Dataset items

========

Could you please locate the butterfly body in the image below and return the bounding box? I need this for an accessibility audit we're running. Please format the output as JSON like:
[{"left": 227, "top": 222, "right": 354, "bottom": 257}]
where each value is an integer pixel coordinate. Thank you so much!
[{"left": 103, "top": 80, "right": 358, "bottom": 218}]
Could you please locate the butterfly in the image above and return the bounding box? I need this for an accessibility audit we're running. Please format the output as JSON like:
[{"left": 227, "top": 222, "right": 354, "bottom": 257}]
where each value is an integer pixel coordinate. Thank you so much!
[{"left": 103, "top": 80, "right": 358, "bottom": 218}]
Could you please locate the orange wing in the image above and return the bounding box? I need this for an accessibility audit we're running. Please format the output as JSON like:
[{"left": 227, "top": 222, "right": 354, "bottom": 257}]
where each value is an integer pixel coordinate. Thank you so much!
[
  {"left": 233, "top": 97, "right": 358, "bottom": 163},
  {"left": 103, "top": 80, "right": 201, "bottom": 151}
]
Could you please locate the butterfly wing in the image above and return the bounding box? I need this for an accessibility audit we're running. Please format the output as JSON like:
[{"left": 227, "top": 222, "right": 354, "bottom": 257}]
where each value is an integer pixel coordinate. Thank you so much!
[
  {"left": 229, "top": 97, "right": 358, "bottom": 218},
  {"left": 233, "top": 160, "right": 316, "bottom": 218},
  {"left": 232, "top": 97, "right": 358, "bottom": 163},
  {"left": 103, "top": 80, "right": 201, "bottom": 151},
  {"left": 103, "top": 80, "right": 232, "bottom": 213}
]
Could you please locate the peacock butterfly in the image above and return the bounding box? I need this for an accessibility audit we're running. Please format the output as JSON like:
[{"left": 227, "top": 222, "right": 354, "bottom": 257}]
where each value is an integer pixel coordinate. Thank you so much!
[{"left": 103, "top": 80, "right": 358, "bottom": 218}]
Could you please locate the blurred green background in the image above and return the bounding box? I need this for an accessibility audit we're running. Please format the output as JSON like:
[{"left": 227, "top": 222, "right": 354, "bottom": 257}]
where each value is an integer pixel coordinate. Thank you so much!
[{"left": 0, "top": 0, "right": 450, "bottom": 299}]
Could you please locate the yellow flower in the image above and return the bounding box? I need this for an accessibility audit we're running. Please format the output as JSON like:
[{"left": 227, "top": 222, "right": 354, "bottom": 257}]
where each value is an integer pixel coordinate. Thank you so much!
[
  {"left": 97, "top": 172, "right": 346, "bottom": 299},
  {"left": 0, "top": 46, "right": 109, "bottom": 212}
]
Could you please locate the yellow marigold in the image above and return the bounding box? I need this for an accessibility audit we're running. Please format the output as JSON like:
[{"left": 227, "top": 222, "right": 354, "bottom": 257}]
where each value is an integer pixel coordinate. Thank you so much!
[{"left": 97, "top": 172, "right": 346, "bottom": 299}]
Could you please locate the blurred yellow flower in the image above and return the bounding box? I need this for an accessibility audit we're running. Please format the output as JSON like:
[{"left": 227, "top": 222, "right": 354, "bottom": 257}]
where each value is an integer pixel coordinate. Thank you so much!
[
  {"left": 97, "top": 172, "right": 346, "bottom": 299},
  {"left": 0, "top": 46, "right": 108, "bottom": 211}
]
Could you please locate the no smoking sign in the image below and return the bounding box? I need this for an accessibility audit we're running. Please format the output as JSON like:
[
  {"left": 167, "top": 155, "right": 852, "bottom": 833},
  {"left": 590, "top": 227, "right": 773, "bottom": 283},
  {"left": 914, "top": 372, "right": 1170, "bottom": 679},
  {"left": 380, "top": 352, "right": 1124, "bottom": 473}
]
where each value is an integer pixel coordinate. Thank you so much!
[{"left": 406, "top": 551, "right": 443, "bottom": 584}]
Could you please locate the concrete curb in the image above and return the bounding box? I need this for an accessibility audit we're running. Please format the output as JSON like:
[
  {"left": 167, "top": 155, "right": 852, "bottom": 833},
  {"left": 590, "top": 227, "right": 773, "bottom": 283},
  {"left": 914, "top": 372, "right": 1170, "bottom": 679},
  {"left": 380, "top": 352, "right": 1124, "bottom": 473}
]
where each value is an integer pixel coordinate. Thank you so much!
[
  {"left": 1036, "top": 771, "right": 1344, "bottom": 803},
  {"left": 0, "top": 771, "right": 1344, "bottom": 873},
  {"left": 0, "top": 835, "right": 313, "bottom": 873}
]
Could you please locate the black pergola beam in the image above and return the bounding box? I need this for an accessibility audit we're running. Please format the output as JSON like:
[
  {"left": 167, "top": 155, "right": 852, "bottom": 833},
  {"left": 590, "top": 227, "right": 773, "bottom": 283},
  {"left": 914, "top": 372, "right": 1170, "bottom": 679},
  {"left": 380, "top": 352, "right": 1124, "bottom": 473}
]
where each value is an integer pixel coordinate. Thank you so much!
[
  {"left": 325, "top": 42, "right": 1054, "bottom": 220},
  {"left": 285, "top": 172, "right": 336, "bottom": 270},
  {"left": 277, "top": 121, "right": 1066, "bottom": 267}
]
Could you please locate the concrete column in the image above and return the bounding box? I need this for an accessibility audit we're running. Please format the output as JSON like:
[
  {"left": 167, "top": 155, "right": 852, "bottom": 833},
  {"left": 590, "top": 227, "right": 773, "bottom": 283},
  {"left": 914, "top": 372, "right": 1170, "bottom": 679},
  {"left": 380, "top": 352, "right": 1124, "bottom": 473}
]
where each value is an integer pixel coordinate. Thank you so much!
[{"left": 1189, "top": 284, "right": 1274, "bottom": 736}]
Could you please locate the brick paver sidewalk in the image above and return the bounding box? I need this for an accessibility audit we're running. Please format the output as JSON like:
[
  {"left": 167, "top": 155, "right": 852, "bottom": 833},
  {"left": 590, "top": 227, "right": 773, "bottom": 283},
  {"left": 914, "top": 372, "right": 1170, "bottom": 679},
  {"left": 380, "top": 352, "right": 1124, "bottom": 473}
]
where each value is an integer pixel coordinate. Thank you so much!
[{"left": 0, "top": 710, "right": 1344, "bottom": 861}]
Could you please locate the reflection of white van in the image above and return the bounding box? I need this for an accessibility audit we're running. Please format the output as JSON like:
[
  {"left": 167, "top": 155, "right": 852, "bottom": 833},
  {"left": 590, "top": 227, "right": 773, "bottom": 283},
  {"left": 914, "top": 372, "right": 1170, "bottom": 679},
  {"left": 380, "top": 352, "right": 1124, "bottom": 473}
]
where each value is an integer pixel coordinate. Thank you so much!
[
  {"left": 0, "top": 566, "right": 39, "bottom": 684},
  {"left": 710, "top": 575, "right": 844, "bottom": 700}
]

========

*Problem details*:
Show every line of the listing above that contains the string "butterfly", matching case exactly.

*Solution for this exercise*:
Could you please locate the butterfly body in the image below and return the bounding box? I need this for an accessibility audit we're running. Please format the output as JSON like:
Could you please locate the butterfly in the image above and return the bounding box? I need this for an accessibility audit we're running. Please format the output as JSON like:
Could you please locate the butterfly wing in the image above and return the bounding box? I need this for an accessibility audit we're running. Please format the output as JSON like:
Could you please locate the peacock butterfly in the image above and return the bounding box? I need this for an accessibility audit we're running. Please format the output as JSON like:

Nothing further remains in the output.